• _EXCERPT TO READ_:
* BEGIN *
# Zeus botnet



## wilbur_the_goose (Aug 16, 2006)

Zeus is an extremely nasty botnet. It was jst discovered that it can exploit Adobe products.

Please make sure your Adobe products are up-to-date. And run a full scan on your hard drives soon.


----------



## Marlin Guy (Apr 8, 2009)

Is there a new variant?
It's been around for quite a while.


----------



## dpeters11 (May 30, 2007)

I hope I'm not the only one getting really tired of Flash, PDF and Java vulnerabilities. It's one case where I'm rooting for Apple...If companies rework their pages to not use Flash so that they work on iPad, I'm all for it.


----------



## wilbur_the_goose (Aug 16, 2006)

MarlinGuy - Yep, new exploit in Adobe (Reader and Acrobat)


----------



## Marlin Guy (Apr 8, 2009)

http://www.computerworld.com/s/article/9175612/Zeus_botnet_exploits_unpatched_PDF_flaw

Patch due on Tuesday
http://blogs.zdnet.com/security/?p=6075&tag=nl.e550


----------



## Herdfan (Mar 18, 2006)

wilbur_the_goose said:


> Please make sure your Adobe products are up-to-date. And run a full scan on your hard drives soon.


Just updated them all and HDD scan will happen tonight.

Thanks for the tip!


----------



## harsh (Jun 15, 2003)

This is but one of the reasons that Foxit Reader is starting to look good.

From a fleet maintenance standpoint, Java is the worst but Acrobat Reader is one of the few (other than the Microsoft updates) that seems to require a reboot on all versions of Windows.


----------



## Grentz (Jan 10, 2007)

dpeters11 said:


> I hope I'm not the only one getting really tired of Flash, PDF and Java vulnerabilities. It's one case where I'm rooting for Apple...If companies rework their pages to not use Flash so that they work on iPad, I'm all for it.
* END *
• _Entries drawn from a collection_:
* BEGIN *
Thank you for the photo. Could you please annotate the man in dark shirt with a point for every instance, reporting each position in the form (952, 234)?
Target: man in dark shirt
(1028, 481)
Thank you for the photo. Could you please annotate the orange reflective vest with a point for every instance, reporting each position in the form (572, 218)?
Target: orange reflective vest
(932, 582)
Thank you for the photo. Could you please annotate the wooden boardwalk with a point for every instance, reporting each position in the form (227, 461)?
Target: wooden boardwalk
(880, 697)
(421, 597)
* END *
• _DIRECTIVE 1_: In the Zeus botnet thread, do these statements agree with the text? (a) Marlin Guy says a patch is due on Tuesday. (b) Herdfan says the hard drive scan is already done. (c) wilbur_the_goose says the new exploit is in Adobe Flash. Answer yes or no to each, quoting the words of the thread that decide it.
• _DIRECTIVE 2_: Transcribe the Zeus botnet thread word for word, beginning at "## harsh (Jun" and stopping after "versions of Windows.".

• _CORRECT ANSWER 1_:
(a) Yes: "Patch due on Tuesday"
(b) No: "HDD scan will happen tonight."
(c) No: "new exploit in Adobe (Reader and Acrobat)"

• _CORRECT ANSWER 2_:
## harsh (Jun 15, 2003)

This is but one of the reasons that Foxit Reader is starting to look good.

From a fleet maintenance standpoint, Java is the worst but Acrobat Reader is one of the few (other than the Microsoft updates) that seems to require a reboot on all versions of Windows.